Update the listing below by replacing every occurrence of "put a marker" with "place a point", changing nothing else. Leave the bracketed picture lines out of your version.

● **Data entries**
* * * * * * * * *

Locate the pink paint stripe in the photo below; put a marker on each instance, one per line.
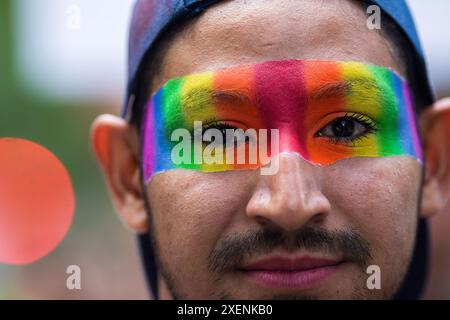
(411, 118)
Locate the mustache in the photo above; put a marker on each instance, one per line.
(234, 249)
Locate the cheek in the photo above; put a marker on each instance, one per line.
(192, 210)
(379, 197)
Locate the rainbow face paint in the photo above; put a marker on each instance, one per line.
(323, 111)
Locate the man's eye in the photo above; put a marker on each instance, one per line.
(347, 128)
(237, 137)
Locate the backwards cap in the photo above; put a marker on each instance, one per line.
(149, 20)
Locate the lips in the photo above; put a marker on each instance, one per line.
(291, 273)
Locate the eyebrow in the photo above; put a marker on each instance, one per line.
(198, 98)
(331, 90)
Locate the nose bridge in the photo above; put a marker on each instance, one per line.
(290, 198)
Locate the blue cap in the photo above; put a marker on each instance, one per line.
(150, 19)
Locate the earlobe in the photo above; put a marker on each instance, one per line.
(435, 125)
(115, 145)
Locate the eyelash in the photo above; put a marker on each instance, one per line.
(368, 123)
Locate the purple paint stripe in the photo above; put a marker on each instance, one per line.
(148, 133)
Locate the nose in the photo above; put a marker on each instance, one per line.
(290, 198)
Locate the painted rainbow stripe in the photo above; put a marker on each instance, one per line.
(297, 97)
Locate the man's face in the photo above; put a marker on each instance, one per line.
(307, 231)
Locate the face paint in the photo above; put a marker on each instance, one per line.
(323, 111)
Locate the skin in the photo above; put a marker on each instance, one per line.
(192, 213)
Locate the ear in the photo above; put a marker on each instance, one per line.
(115, 144)
(435, 125)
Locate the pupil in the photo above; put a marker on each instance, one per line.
(343, 128)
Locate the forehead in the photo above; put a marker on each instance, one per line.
(249, 31)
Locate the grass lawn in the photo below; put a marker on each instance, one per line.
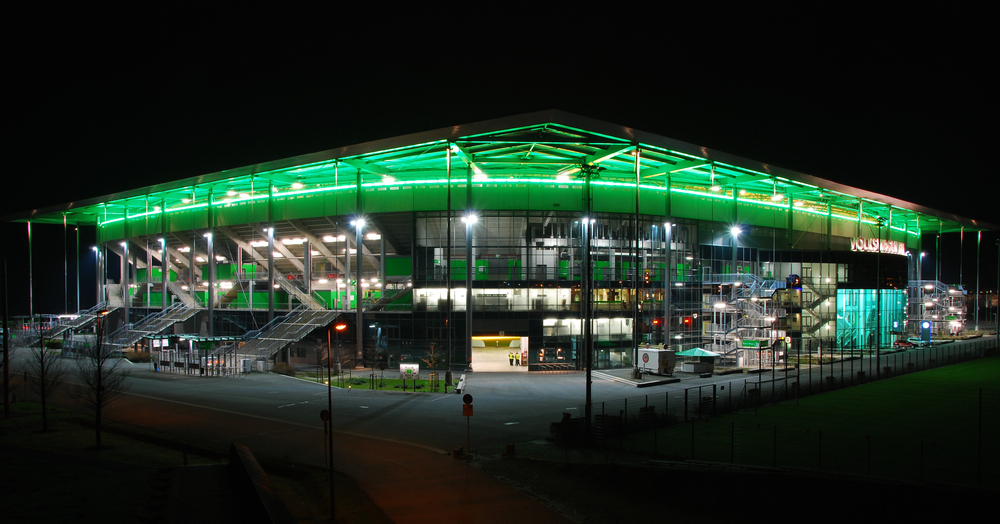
(928, 426)
(58, 475)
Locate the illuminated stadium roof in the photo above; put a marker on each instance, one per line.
(549, 148)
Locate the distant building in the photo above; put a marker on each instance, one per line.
(511, 236)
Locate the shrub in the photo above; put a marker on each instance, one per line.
(284, 369)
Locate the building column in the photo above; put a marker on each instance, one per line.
(164, 272)
(270, 251)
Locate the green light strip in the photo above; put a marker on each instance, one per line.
(509, 180)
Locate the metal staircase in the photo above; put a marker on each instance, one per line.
(153, 324)
(282, 331)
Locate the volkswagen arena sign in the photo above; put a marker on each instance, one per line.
(874, 245)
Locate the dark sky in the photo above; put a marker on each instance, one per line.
(896, 104)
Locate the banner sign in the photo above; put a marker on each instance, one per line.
(874, 245)
(409, 371)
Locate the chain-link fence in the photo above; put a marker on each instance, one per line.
(634, 423)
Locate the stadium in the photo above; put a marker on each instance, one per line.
(539, 242)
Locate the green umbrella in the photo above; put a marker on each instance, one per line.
(697, 352)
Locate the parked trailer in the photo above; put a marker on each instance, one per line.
(657, 361)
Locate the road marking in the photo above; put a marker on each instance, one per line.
(287, 422)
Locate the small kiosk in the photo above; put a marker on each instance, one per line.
(698, 360)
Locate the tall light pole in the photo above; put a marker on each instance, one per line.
(878, 300)
(339, 326)
(359, 226)
(469, 219)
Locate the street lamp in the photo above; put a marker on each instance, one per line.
(339, 326)
(878, 300)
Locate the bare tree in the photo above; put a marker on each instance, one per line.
(434, 355)
(103, 375)
(46, 374)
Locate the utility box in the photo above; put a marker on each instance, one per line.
(657, 361)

* * * * * * * * *

● **Response**
Locate the pink paint stripe in the photo below; place a point on each instance, one per line.
(411, 118)
Locate the mustache in the photo above; place a point on each instance, one per line.
(234, 249)
Locate the cheek in the photo above; place a point on each instance, one per line.
(192, 210)
(379, 197)
Locate the rainbow face paint in the photo above; place a point on each instance, one per line.
(323, 111)
Locate the man's eye in the photo above; place a point on each instance, one per line.
(347, 128)
(237, 137)
Locate the backwards cap in the photo above; place a point on each instance, one per line.
(149, 20)
Locate the lips in the photo above; place a point on each instance, one per line.
(291, 273)
Locate the eyebrow in the photo above; place a point on each instance, one per line.
(198, 98)
(331, 90)
Locate the nose bridge in the photo above; place a point on each instance, one per line.
(290, 198)
Locate the blue cap in the photo above; place a point on each instance, one per line.
(150, 19)
Locate the earlobe in the photo above; place a point on each instance, one per line.
(435, 125)
(115, 145)
Locate the eyelash in the photo above; place a point on each instance, one per line.
(368, 123)
Locate the purple paint stripe in the photo above; place a point on each instance, one per line.
(148, 133)
Locate the nose in the photo above; place a point on each instance, one per line.
(290, 198)
Locate the painted rainbow stripe in the photo above; place a point on each instance, one per line.
(297, 97)
Locate the man's face in the photo above; place a point on each instance, one per line.
(307, 231)
Locate the face paint in the photo above; place a point on each instance, one per line.
(323, 111)
Locate the skin in the photo above; place a point on each instance, one per line.
(192, 213)
Locate the ear in the photo above; place a point on each instance, one per line.
(115, 144)
(435, 125)
Locate the pupil in the photo above; place a point on each instance, one per line.
(343, 128)
Locate the forehead in the photo above; place a point on each instance, one per line.
(249, 31)
Locate the grass lawn in the photo below; place a point on each instance, one per line.
(928, 426)
(58, 475)
Locate the illuminated stadium roof in the photo above; place a point on each instance, one per line.
(549, 148)
Locate the distant building in the photo above; place a point on each instance, one per line.
(511, 236)
Locate the shrub in the photo above; place a point on each instance, one per line.
(284, 369)
Locate the building column in the photo above; place a point on each instance, one per line.
(164, 272)
(270, 251)
Locate the green light strip in the photo above; place a point on each instance, one per line.
(509, 180)
Locate the metal staircase in the photo above; place a point on each instance, one per line.
(153, 324)
(282, 331)
Locate the volkswagen arena sign in the photo above; place a point on each instance, one per line.
(874, 245)
Locate the dark sky in the photo above; place a point on each instance, one per line.
(896, 104)
Locate the banner sign in the photo above; place a point on each instance, one per line.
(874, 245)
(409, 371)
Locate the chain-link fence in the photo above; place a point on each instance, one per line.
(634, 423)
Locate the stadium in the photo above; place a point on each instance, one per line.
(539, 242)
Locate the green umbrella in the photo above; place a point on each instance, one per line.
(697, 352)
Locate the parked trailer in the photo above; place a point on each instance, one per line.
(657, 361)
Locate the road marking in the photo above; place a point on each instance, one per line.
(287, 422)
Locate the small kiosk in the photo above; place a point on each instance, one per line.
(698, 360)
Locate the tall light pole in the photo above; place a point on each instance, one per line.
(878, 300)
(339, 326)
(359, 226)
(469, 219)
Locate the street lamp in the photo above; place a point on each instance, one per line.
(339, 326)
(878, 300)
Locate the bare tree in the photo above; place a point on each instance, one per line.
(434, 355)
(103, 375)
(46, 374)
Locate the utility box in the photo above; place a point on each instance, one per line.
(657, 361)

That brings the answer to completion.